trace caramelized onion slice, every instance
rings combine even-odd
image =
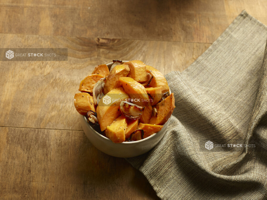
[[[156,107],[153,106],[152,107],[152,116],[156,117],[158,116],[158,111]]]
[[[93,97],[94,103],[96,106],[98,104],[100,99],[104,96],[103,89],[106,78],[102,78],[97,82],[93,89]]]
[[[133,132],[127,140],[128,142],[132,142],[141,140],[144,139],[144,130],[142,129],[136,130]]]
[[[165,93],[163,93],[162,94],[162,96],[161,97],[161,98],[159,101],[159,102],[161,101],[162,100],[165,99],[166,98],[169,96],[170,96],[170,95],[169,94],[168,92],[165,92]]]
[[[144,107],[139,106],[125,101],[123,101],[120,104],[120,111],[124,116],[129,119],[139,119],[144,113]]]
[[[86,114],[86,119],[87,122],[93,128],[100,133],[102,133],[100,130],[100,126],[96,118],[96,113],[92,110],[89,111]]]
[[[153,78],[153,76],[149,73],[147,73],[147,78],[148,80],[144,83],[142,83],[142,85],[144,86],[145,87],[148,87],[150,85],[150,83],[152,81],[152,79]]]
[[[111,71],[114,67],[116,65],[121,65],[122,64],[122,61],[119,61],[119,60],[113,60],[113,64],[111,65],[111,67],[110,67],[110,69],[109,70],[109,71]]]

• [Aim] Can you rewrite all of the data above with "caramelized onion slice" switched to "grilled onion ring", keeping everything else the same and leaving the picture out?

• [Problem solution]
trace grilled onion ring, every instance
rings combine even-odd
image =
[[[156,107],[153,106],[152,107],[152,116],[156,117],[158,116],[158,111]]]
[[[93,97],[94,103],[96,106],[98,104],[100,99],[104,96],[103,89],[106,78],[102,78],[97,82],[93,89]]]
[[[133,132],[127,140],[128,142],[132,142],[141,140],[144,139],[144,130],[142,129],[136,130]]]
[[[165,93],[163,93],[162,94],[162,96],[161,97],[161,98],[159,101],[159,102],[161,101],[162,100],[165,99],[166,98],[169,96],[170,96],[170,95],[169,94],[168,92],[165,92]]]
[[[144,107],[139,106],[125,101],[123,101],[120,104],[120,111],[124,116],[129,119],[139,119],[144,113]]]
[[[86,114],[86,119],[87,122],[93,128],[100,133],[102,133],[100,130],[100,126],[96,118],[96,113],[92,110],[89,111]]]
[[[153,78],[153,76],[149,73],[147,73],[147,78],[148,80],[144,83],[142,83],[142,85],[144,86],[145,87],[148,87],[150,85],[150,83],[152,81],[152,79]]]
[[[111,71],[114,67],[116,65],[121,65],[122,64],[122,61],[119,61],[119,60],[113,60],[113,64],[111,65],[111,67],[110,67],[110,69],[109,70],[109,71]]]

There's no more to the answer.